Task brief:
Excluding pictures, give the entries again exactly as they appear.

Source records:
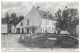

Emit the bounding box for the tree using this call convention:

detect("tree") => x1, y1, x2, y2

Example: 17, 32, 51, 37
55, 8, 79, 35
5, 12, 10, 24
55, 9, 63, 29
55, 9, 63, 34
18, 16, 24, 22
10, 13, 18, 26
55, 9, 62, 20
62, 9, 78, 30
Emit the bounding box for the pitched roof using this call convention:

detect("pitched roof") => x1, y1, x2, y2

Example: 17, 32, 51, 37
38, 10, 56, 20
1, 18, 7, 24
25, 6, 56, 20
16, 6, 56, 26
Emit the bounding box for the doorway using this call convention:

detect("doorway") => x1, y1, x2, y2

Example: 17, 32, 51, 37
17, 28, 20, 33
22, 28, 24, 33
27, 28, 29, 33
32, 28, 35, 33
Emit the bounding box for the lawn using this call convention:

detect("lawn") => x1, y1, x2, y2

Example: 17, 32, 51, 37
19, 34, 79, 48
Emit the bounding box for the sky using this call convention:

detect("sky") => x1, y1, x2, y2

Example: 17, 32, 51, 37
1, 2, 79, 18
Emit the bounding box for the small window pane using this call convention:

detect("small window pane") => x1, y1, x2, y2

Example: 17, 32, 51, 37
21, 22, 23, 26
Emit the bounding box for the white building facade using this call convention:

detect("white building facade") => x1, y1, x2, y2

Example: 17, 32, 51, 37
1, 24, 8, 33
15, 6, 57, 33
41, 19, 56, 33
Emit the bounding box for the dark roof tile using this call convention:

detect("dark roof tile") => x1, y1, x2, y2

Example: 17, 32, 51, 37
38, 10, 56, 20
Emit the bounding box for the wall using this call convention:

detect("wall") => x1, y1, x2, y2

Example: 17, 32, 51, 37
41, 19, 56, 33
1, 24, 7, 33
15, 6, 42, 33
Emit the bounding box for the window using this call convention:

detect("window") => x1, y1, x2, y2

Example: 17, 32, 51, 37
52, 22, 56, 26
32, 28, 35, 33
17, 28, 20, 33
27, 19, 29, 25
8, 25, 11, 30
54, 23, 56, 26
21, 22, 23, 26
49, 27, 51, 31
46, 20, 49, 25
52, 27, 54, 30
44, 14, 46, 16
27, 28, 29, 33
22, 28, 24, 33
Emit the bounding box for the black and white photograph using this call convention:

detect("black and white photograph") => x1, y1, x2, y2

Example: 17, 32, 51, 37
1, 1, 79, 51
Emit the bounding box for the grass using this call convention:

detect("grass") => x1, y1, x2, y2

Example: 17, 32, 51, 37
19, 34, 79, 48
56, 36, 78, 48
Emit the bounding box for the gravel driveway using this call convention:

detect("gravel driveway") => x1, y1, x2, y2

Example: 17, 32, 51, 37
1, 34, 26, 48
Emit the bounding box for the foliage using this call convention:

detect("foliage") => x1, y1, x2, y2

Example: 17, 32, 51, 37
62, 9, 78, 30
55, 8, 79, 31
5, 12, 24, 26
5, 12, 11, 24
18, 16, 24, 22
10, 13, 18, 26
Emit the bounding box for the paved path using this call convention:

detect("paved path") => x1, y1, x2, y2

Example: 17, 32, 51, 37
2, 34, 26, 48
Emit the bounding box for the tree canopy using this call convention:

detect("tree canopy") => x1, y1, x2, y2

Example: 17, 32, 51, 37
5, 12, 24, 26
55, 8, 79, 30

Output for this exercise:
Emit the bounding box for the tree using this call convention:

detect("tree") => x1, y1, x2, y2

Example: 17, 32, 51, 37
55, 8, 79, 35
5, 12, 10, 24
55, 9, 63, 29
55, 9, 63, 34
18, 16, 24, 22
10, 13, 18, 26
55, 9, 62, 20
62, 9, 78, 30
Emit the bounding box for the pitched roof using this call convention:

detect("pitched roof") => x1, y1, x2, y2

Example: 17, 32, 51, 37
38, 10, 56, 20
1, 18, 7, 24
25, 6, 56, 20
16, 6, 56, 26
Emit the bounding box for the doorway using this call convention:

detect("doorway") => x1, y1, x2, y2

Example: 17, 32, 51, 37
17, 28, 20, 33
22, 28, 24, 33
27, 28, 29, 33
32, 28, 35, 33
Emit the bounding box for the lawn using this call convention:

detect("lawn") => x1, y1, x2, y2

Example: 17, 32, 51, 37
19, 34, 79, 48
Emit the bounding box for the sky using this call convention:

detect("sky") => x1, y1, x2, y2

Example: 17, 32, 51, 37
1, 2, 79, 18
Emit the bounding box for the small window pane using this call convention:

detect("small window pane") => x1, y1, x2, y2

Example: 17, 32, 51, 37
21, 22, 23, 26
Emit the bounding box for the white building facade using this call convention:

detect("white building facade") => x1, y1, x2, y2

Example: 17, 32, 51, 37
1, 24, 8, 33
15, 6, 57, 33
41, 19, 56, 33
Emit the bounding box for the dark roof tile using this call convention:

detect("dark roof tile") => x1, y1, x2, y2

Example: 17, 32, 51, 37
38, 10, 56, 20
Emit the bounding box for the wall using this call convention:

detect("wall") => x1, y1, x2, y2

Example: 17, 32, 51, 37
41, 19, 56, 33
1, 24, 7, 33
15, 6, 42, 33
Emit the bounding box for the window using this call convention:

detect("window") => x1, y1, x2, y2

Example: 17, 32, 51, 37
52, 22, 56, 26
32, 28, 35, 33
17, 28, 20, 33
27, 19, 29, 25
8, 25, 11, 30
54, 23, 56, 26
21, 22, 23, 26
49, 27, 51, 31
46, 20, 49, 25
52, 27, 54, 30
44, 14, 46, 16
27, 28, 29, 33
22, 28, 24, 33
Emit the bounding box for the black and white photograph using this call convention:

detect("black and white photograph") => x1, y1, x2, y2

Example: 17, 32, 51, 37
1, 1, 79, 51
Emit the bounding box for the grass using this call convention:

detect("grass") => x1, y1, x2, y2

Example: 17, 32, 51, 37
19, 34, 79, 48
56, 36, 78, 48
Emit the bounding box for the gravel driveway using this call convention:

detect("gravel driveway") => x1, y1, x2, y2

Example: 17, 32, 51, 37
1, 34, 26, 48
Emit the bounding box for the foliage using this call convention:

detect("foliage") => x1, y1, x2, y2

Example: 17, 32, 51, 37
62, 9, 78, 30
55, 8, 79, 31
5, 12, 24, 26
5, 12, 11, 24
18, 16, 24, 22
10, 13, 18, 26
Emit the bounding box for the paved path using this call convention:

detect("paved path") => x1, y1, x2, y2

Example: 17, 32, 51, 37
2, 34, 26, 48
Emit the bounding box for the tree canopy using this call convention:

detect("tree canopy") => x1, y1, x2, y2

Example: 17, 32, 51, 37
5, 12, 24, 26
55, 8, 79, 30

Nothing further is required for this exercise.